SUPPLIED TEXT
Our final student-led walk took place this week, with a tour of Potsdamer Platz and its surroundings by Natalie and Ryna.
We started out at the former site of Hitler’s bunker – now hidden under a parking lot and GDR-era apartment buildings.
Our next stop was a huge construction site on Leipziger Platz, just half a block from Postdamer Platz. This plot was once home to Wertheim’s department store, headed by the pioneering and gifted businessman Georg Wertheim. Because he was Jewish, however, he was forced to leave the country in 1937, leaving his wife Ursula in charge of the company, which eventually folded and was re-established under different ownership after the war.
Now a new shopping center is being constructed on the site. Though it’s not owned by the Wertheim family, the idea is to refer to the strong commercial history of the area.
Also on Leipziger Platz, we viewed the brick strip that marks where the Berlin Wall once ran. It’s amazing to think that this whole area was a divided, empty wasteland just twenty years ago!
Potsdamer Platz is also strongly associated with certain technological breakthroughs – it became home to one of Europe’s very first traffic lights in 1924, and it is now also a center of the film industry in Berlin. The Sony Center (right) embodies this with its hi-tech roof design.
Moving from a booming commercial center in the twenties to bombed-out no-man’s-land during the mid-twentieth century, then back to thriving retail hub today, Potsdamer Platz is emblematic of the many recent and violent transformations of Berlin. It’s a fitting end to our student tours!
This Tuesday we took a day trip to the town of Wittenberg, about an hour away by train.

DIRECTIONS FOR THIS TASK
Answer these questions about the Potsdamer Platz walk described above.
1. Where did the walk begin?
2. In what year was Georg Wertheim forced to leave the country?
3. What did Potsdamer Platz become home to in 1924?

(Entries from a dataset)
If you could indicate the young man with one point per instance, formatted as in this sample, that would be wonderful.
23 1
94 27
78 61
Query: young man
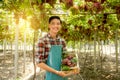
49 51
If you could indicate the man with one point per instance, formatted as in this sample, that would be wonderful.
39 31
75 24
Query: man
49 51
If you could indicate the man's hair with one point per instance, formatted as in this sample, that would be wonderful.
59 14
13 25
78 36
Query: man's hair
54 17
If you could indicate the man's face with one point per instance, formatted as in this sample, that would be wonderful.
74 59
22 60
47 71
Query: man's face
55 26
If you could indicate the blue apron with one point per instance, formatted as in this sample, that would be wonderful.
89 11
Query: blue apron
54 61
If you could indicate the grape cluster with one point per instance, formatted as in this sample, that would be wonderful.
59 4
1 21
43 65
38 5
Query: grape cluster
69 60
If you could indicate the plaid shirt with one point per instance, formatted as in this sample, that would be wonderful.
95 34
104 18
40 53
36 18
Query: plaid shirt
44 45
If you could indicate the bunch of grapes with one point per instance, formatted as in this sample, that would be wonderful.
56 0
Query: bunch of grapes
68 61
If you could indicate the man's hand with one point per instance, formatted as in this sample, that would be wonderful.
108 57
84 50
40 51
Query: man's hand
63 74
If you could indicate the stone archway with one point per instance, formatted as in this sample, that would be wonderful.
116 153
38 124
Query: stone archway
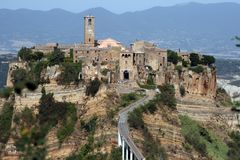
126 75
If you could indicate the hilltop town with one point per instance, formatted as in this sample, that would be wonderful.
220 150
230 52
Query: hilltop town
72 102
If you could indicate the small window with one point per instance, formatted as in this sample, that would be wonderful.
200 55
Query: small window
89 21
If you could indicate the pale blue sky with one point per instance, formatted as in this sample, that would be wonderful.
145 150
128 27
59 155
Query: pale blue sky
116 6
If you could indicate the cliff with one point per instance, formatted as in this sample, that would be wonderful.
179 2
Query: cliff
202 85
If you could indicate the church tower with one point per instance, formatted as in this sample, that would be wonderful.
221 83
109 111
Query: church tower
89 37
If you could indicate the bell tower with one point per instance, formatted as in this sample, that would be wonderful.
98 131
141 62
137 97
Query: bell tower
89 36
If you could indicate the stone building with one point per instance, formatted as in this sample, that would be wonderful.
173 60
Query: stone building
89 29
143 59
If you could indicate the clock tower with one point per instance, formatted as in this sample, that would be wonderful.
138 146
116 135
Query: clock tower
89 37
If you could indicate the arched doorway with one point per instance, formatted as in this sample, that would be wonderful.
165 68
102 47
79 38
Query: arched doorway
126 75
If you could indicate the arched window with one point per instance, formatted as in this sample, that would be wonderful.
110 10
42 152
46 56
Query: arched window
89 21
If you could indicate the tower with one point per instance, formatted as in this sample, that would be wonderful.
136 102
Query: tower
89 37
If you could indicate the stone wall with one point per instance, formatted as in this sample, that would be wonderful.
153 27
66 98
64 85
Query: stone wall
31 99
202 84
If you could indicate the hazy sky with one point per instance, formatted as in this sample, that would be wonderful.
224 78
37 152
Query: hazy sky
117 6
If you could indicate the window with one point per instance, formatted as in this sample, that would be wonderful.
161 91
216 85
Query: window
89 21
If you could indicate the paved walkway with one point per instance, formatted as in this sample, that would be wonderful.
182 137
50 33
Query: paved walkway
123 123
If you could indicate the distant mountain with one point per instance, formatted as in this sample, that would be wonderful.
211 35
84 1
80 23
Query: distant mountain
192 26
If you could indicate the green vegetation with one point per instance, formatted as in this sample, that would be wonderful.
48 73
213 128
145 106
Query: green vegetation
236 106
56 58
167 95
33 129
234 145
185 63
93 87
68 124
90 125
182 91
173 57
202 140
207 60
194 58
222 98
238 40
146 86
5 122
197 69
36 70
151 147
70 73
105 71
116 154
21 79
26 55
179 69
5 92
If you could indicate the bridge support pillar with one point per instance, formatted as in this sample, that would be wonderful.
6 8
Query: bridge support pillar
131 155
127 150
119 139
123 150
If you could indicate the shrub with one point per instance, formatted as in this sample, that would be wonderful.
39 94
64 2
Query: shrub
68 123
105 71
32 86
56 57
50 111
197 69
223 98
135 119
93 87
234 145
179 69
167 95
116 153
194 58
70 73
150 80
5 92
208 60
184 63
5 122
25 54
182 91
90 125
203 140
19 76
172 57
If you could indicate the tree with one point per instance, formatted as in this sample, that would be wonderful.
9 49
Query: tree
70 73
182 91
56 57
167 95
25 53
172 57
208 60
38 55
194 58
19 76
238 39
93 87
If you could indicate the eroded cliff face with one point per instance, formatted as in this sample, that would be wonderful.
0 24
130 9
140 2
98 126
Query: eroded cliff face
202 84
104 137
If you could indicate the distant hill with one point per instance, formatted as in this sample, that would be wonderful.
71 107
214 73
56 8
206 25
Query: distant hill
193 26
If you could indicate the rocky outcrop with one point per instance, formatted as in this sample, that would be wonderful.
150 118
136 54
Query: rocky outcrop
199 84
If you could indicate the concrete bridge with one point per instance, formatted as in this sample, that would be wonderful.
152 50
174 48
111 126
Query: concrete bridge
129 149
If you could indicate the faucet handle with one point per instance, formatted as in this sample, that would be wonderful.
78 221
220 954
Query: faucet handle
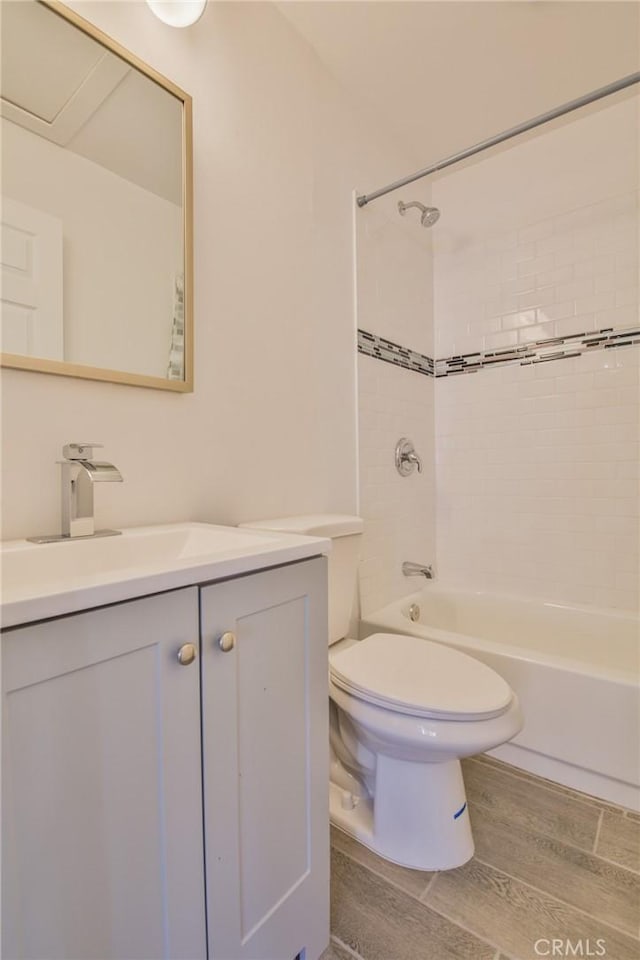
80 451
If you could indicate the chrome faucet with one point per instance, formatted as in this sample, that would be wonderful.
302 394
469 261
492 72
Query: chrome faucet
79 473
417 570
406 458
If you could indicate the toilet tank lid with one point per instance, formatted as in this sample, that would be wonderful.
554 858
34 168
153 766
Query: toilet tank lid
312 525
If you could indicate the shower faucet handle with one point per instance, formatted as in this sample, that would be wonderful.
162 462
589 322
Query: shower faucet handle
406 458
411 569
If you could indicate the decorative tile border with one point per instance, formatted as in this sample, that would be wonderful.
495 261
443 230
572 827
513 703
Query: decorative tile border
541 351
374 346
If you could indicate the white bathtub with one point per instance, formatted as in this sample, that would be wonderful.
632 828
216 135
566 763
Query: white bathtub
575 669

TASK OUTPUT
1. At the former site of Hitler's bunker.
2. 1937.
3. One of Europe's very first traffic lights.